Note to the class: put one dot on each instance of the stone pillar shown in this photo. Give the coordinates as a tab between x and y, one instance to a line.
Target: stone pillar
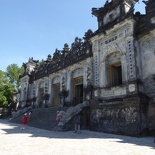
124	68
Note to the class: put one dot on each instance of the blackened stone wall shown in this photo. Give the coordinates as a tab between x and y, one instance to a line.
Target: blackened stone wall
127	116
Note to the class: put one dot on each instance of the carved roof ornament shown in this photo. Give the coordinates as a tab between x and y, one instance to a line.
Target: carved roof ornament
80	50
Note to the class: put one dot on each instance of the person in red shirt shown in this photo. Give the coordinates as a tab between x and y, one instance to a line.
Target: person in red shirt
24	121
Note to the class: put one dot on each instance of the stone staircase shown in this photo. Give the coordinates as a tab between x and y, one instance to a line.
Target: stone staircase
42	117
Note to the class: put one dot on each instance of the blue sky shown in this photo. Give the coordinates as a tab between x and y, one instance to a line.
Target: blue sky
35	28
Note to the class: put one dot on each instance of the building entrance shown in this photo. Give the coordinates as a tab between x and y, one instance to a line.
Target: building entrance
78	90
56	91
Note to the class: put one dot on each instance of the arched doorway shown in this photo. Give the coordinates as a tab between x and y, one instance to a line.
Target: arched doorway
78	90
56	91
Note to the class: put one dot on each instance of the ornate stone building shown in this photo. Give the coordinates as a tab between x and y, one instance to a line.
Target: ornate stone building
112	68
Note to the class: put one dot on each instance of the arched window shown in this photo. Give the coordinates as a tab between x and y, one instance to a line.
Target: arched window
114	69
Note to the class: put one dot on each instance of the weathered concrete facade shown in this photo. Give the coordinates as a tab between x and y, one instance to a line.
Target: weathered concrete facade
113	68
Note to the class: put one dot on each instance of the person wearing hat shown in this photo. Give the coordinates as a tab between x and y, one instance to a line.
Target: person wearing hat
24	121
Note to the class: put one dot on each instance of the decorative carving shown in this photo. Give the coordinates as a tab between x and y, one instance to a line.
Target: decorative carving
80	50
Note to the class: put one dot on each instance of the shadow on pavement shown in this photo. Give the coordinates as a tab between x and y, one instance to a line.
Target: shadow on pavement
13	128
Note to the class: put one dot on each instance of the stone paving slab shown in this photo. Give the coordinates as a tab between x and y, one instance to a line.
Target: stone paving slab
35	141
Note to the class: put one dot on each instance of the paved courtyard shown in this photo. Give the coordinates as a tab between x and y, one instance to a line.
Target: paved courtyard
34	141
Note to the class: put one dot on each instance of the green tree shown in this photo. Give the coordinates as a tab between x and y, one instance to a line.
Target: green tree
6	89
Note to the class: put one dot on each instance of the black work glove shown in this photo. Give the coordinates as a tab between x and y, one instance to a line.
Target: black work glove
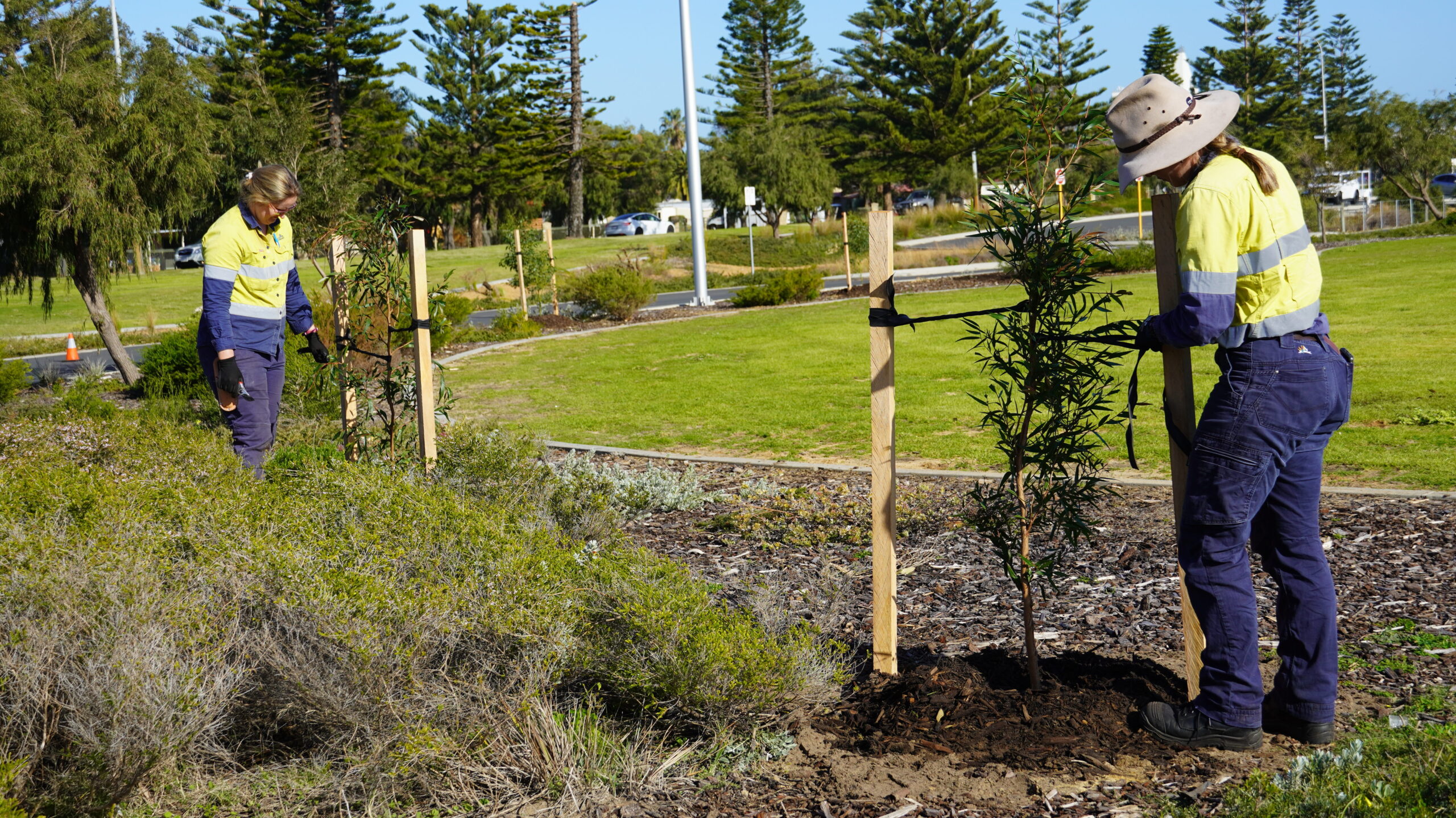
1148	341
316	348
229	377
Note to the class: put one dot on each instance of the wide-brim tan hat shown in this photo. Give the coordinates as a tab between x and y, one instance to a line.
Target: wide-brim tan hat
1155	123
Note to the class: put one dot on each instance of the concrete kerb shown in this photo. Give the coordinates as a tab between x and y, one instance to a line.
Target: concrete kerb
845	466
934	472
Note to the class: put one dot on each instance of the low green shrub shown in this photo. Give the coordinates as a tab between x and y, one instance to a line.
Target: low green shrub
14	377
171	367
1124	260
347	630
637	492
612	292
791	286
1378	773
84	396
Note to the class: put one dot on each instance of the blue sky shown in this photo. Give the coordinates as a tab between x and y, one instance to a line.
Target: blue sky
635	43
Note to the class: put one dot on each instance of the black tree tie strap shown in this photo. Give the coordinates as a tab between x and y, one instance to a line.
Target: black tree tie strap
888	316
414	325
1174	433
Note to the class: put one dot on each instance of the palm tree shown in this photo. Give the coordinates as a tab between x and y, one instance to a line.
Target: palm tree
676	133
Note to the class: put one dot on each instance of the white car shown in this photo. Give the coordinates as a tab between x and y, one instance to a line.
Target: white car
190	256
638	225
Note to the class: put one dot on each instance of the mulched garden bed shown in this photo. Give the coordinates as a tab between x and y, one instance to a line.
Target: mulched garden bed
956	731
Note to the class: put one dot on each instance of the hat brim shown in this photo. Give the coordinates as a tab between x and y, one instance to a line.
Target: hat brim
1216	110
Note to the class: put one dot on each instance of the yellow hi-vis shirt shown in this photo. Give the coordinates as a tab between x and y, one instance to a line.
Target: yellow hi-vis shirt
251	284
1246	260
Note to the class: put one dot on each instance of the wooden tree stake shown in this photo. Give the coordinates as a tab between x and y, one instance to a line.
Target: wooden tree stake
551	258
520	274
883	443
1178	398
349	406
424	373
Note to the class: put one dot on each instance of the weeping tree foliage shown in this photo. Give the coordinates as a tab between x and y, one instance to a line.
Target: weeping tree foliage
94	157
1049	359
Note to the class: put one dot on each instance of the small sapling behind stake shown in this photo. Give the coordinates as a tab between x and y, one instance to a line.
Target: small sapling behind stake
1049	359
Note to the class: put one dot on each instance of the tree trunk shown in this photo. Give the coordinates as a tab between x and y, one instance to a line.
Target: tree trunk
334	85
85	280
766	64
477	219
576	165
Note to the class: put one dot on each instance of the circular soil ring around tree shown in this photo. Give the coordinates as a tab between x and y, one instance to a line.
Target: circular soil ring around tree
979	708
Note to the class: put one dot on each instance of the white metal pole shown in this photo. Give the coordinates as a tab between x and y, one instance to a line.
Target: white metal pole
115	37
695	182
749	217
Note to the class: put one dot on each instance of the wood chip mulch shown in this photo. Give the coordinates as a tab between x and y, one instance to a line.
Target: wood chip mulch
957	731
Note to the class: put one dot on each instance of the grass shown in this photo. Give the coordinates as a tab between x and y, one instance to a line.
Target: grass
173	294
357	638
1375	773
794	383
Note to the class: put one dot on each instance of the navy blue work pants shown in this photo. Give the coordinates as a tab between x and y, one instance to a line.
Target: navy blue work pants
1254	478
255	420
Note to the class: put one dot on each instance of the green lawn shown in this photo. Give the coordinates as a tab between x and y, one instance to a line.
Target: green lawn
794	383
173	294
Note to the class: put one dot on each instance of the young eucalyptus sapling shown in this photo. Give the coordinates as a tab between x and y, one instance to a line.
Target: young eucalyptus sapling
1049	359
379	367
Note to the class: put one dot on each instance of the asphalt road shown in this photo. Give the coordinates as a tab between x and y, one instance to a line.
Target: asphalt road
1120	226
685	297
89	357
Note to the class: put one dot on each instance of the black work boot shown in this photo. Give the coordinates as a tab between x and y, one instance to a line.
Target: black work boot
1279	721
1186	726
============================================================
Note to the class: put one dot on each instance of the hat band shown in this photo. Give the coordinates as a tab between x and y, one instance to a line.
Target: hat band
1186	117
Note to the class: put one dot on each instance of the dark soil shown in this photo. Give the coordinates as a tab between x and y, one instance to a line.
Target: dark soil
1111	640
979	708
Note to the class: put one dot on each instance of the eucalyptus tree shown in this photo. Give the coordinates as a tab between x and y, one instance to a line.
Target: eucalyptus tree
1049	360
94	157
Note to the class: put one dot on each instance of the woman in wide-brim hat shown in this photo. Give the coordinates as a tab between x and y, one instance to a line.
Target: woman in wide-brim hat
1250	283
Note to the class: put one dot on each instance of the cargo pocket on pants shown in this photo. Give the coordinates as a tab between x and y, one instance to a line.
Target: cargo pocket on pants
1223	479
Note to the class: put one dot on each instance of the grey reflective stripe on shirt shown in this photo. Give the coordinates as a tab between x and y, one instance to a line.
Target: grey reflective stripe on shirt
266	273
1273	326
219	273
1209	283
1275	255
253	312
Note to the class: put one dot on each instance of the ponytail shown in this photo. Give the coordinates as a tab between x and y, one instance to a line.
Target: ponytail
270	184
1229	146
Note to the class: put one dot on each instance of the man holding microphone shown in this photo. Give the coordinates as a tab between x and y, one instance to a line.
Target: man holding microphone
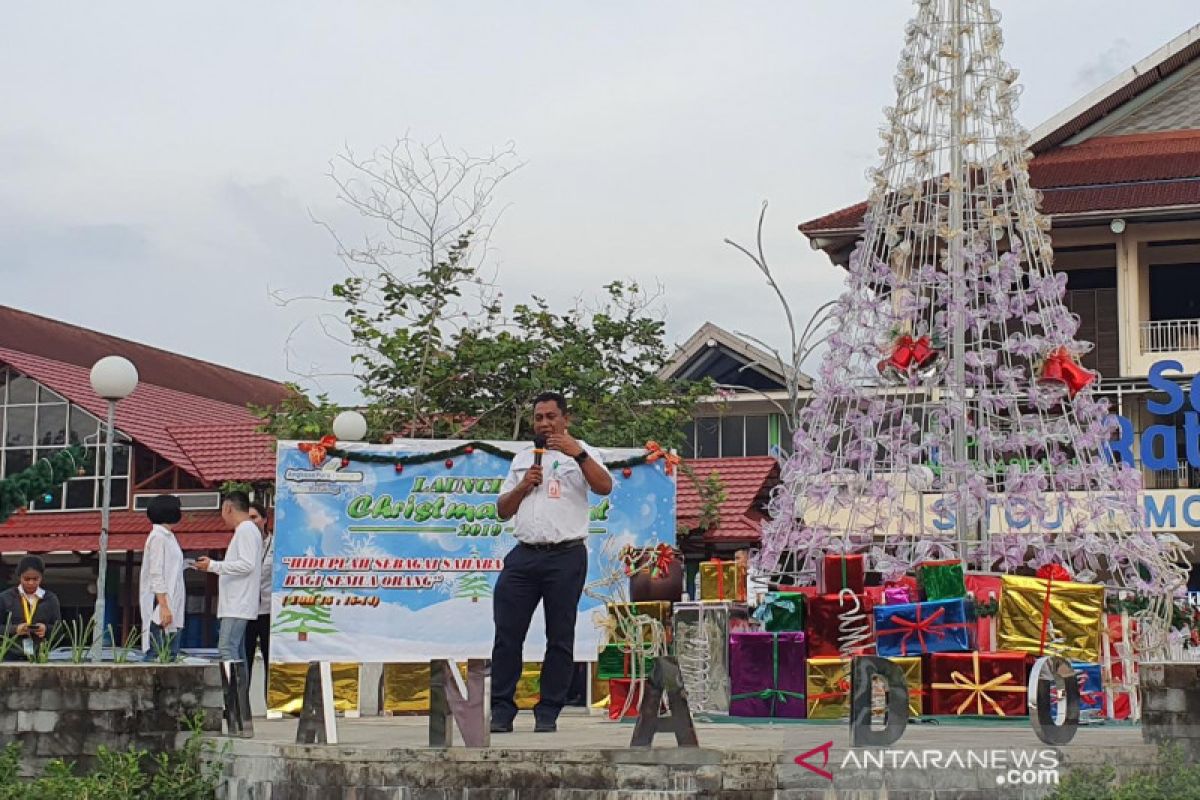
============================================================
Goal of the exercise:
Please pick out each line of the records that contains the word "palm" and copy it, treating uppercase and lowercase letters as distinct.

Response below:
Note to the class: put one dot on each instance of the palm tree shown in this photo. Give the coordinates as a tab between x and y, one instance to a line.
Target: palm tree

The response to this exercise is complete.